### [Given entries]
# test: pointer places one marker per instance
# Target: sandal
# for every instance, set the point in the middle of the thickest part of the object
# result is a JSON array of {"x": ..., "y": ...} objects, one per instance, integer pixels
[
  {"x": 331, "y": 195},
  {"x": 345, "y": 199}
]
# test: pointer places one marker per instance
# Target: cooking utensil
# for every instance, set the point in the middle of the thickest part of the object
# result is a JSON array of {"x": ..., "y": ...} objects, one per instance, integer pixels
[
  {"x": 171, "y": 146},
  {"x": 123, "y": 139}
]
...
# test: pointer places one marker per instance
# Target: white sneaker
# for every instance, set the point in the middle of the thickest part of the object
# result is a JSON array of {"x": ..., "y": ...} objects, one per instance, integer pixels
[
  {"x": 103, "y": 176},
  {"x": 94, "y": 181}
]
---
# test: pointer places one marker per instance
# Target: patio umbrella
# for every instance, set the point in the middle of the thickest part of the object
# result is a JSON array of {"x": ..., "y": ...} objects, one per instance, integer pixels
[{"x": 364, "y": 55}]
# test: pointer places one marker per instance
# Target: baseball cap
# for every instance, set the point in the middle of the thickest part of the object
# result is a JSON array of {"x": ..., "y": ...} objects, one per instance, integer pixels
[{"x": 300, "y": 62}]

### [Action item]
Where does the word "Target" appear in the records above? Return every line that holds it.

### [Solution]
# Target: sandal
# Target: cooking utensil
# Target: white sneaker
# Target: patio umbrella
# Target: baseball cap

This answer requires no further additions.